Description of the task: Each record should be given back exactly, with none missing.

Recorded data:
★ ★ ★ ★ ★ ★ ★
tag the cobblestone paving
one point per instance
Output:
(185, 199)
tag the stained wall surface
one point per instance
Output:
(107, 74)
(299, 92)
★ ★ ★ ★ ★ ★ ★
Solution for this task:
tag the cobblestone paving
one point per instance
Output:
(185, 199)
tag the stained wall surface
one point per instance
Output:
(107, 74)
(299, 92)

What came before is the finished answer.